Okunacak Metin
---*---

Tülay Çellek
  Mavi bir günaydın yolluyorum sabahına
Yüreğimin sıcaklığını da gününe...
 Sending a blue ‘bonjour’ to your morning,
And the warmth of my heart to your day…
 Tülay ÇELLEK


Ana Sayfa
Yazılar
Şiirler
Poems
Söyleşiler
Tül'den Yansımalar
Resimler
Art
Fotoğraflar
Photograph
Karikatür / Çizimler
Cartoon / Drawings
Tasarım
Design
Tipleme
Character
Barış
Peace
Gerze
Ders Notları
Lesson Notes
Özgeçmiş
Autobiography/cv
Belgeler
Duyurular
Değiniler
İletişim
Contact

Yayın Tarihi: 23.2.2007  

DÜŞLERDE GÖRÜLENLER ASLINDA YAŞAM DEĞİL Mİ?


DÜŞLERDE GÖRÜLENLER ASLINDA YAŞAM DEĞİL Mİ?


DÜŞLERDE GÖRÜLENLER ASLINDA YAŞAM DEĞİL Mİ?


Seminerimin birinci bölümü bittiğinde, neredeyse hep bir ağızdan, “yarın sergimize gelecek misiniz?” Sorusu çınladı koca salonda… “Geleceğim tabii” yanıtımı duyduklarında yüzlerindeki sevinç görmeye değerdi…

Çocuklar, kendilerini çok iyi ifade ediyorlar, rahatlar ve şiirseller…

Dün varoşlarda yaşayan çocuklara seminer verdim. Büyükleri konuşturmakta zorlanıyorum, çocukları ise susturmakta. Hepsi birden söz istiyorlar gördükleri her saydamda. Söz vermezsem üzülüyorlar.

Kurdukları öyküler, anne baba ayrılığının adınaydı öncelikle… Bir dikkatimi çeken de çok fazla birbirlerinden etkilenir olmalarıydı.

Rüyalarında gördükleri hep ölüm, korku, saldırı, kaçmak vardı. Sadece kabuslarını anlattılar. “Hiç iyi rüya göreniniz yok mu,” dediğimde sustular. Ve bazen unutkan olabiliyorlar.

---*---

Veri Kümesinden Alıntılar
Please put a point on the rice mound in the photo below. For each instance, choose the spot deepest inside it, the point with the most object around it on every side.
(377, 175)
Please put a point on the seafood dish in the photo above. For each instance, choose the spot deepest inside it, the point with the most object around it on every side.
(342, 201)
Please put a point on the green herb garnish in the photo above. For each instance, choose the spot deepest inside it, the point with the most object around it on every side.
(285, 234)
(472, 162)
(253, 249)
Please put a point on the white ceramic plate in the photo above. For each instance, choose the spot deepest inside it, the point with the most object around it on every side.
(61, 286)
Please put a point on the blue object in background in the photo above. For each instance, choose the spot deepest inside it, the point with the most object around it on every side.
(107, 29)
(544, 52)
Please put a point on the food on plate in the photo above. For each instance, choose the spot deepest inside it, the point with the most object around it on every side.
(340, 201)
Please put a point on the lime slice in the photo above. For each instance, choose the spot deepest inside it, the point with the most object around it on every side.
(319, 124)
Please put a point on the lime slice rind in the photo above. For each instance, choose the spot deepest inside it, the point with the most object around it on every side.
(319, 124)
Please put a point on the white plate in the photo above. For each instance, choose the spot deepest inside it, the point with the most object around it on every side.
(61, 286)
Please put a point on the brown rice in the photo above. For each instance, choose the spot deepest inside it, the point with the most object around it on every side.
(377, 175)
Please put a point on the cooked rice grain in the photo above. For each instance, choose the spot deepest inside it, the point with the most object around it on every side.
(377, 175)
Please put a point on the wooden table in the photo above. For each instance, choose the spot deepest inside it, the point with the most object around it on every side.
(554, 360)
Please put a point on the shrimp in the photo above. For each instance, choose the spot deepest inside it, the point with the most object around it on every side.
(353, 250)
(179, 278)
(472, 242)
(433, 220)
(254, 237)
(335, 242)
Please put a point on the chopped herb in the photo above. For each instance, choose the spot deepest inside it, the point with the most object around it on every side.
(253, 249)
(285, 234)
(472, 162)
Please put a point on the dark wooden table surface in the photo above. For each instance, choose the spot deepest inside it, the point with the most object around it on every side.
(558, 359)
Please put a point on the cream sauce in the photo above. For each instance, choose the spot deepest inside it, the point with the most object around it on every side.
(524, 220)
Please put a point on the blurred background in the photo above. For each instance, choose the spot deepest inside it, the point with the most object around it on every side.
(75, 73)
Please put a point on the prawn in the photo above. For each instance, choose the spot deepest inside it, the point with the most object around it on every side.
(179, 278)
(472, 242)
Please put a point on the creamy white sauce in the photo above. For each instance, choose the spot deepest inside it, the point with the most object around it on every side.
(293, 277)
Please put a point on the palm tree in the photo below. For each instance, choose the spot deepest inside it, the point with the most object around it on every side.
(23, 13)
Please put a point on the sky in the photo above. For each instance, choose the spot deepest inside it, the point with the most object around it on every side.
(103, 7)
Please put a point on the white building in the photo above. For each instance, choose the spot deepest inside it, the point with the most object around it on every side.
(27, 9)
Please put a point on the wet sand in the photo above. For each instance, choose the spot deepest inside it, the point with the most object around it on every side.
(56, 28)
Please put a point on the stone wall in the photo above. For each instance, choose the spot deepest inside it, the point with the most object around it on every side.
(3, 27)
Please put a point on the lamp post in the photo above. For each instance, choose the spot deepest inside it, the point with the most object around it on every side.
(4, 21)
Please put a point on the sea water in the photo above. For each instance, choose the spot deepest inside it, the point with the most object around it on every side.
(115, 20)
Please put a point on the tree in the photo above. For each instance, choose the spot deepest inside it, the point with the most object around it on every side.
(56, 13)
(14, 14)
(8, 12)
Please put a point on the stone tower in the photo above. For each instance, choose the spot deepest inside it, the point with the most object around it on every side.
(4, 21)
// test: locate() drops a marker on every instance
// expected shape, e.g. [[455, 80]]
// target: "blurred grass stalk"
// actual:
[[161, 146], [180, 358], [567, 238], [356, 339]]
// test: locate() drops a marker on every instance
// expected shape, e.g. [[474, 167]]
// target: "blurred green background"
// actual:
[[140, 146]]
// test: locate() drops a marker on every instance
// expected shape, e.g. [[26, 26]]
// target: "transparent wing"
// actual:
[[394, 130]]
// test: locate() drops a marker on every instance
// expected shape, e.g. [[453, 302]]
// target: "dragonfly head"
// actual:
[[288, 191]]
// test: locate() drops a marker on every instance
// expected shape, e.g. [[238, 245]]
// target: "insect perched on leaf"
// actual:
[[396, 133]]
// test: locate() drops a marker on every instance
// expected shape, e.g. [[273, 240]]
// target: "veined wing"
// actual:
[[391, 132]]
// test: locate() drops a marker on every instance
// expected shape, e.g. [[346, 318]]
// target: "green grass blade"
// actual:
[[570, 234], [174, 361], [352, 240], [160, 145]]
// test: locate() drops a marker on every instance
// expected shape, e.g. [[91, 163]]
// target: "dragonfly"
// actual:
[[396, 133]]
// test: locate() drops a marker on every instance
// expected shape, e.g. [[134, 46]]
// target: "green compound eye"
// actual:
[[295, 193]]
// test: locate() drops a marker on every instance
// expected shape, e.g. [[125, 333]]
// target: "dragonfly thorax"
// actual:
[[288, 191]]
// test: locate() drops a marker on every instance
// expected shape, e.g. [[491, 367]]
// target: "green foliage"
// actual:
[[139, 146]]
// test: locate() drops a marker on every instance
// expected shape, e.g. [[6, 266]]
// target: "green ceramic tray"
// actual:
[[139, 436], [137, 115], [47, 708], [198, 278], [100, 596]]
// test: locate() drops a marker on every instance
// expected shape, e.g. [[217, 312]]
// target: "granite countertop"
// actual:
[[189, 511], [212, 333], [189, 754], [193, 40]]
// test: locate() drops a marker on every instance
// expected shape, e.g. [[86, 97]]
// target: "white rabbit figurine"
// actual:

---*---

Verilen Talimat
Varoşlarda yaşayan çocuklara verilen semineri anlatan yazıyı son cümlesinden sonra devam ettirerek yazın.

Yanıt
Örnekleri; açlık başatında, yiyecek özellikle meyve üzerine oldu... Tam, “yeter yiyecek üzerine örnek vermeyiniz lütfen,” diyecektim ki anımsadığım bir şey oldu ve sustum, onları dinlemeye devam ettim. Afrika’daki aç insanlara “kireç kuyusu” nasıl yapılır, diye bir film göstermişler. Film bitince anlayıp anlamadıklarını öğrenmek için sormuşlar; “filmde ne gördünüz,” diye. Hepsinin verdiği yanıt aynı olmuş: “tavuk…” Çünkü kireç kuyusunun arkasından bir tavuk geçiyormuş filmde…

Seminerimde genel olarak izlenimim iyi… Uyarıldıklarında, “farklı olun lütfen” dendiğinde birbirilerinden değişik öykü kurgulayabiliyorlar. Pırlanta gibi çocuklar.

İlk defa seminerimi ikiye ayırdık. O kadar iyi oldu ki. Bunu uzun zamandır düşünüyordum. Çünkü seminerim çok uzun. Özellikle çocuklar söz konusu olduğunda. Ara veriyoruz ama yine de uzun. Önermiştim, bölmeyi kabul ettiler. Gerçekten çok iyi oldu.

İlk seminerim de tüm parmaklar havadaydı. İkinci seminerimin sonunda bize konser vereceksiniz dediğimde daha da ilgilendiler… Ve ikinci seminerim de çok iyi geçti. Seminer sonrası, seminerin içinde yaptıkları afiş tasarımını yaşama aktardık, afiştekileri gerçekleştirdik. Ellerinde darbukalarla ve türkü, şarkı söyleyerek çok sesli bir şekilde konser verdiler. Ama noktayı bununla koyarak yetinmediler. Kısa bir tiyatro oyunu da sundular, hazır sahneye çıkmışken. Oyunun adı, “Kahkaha Çiçekleri” Çok güzeldi.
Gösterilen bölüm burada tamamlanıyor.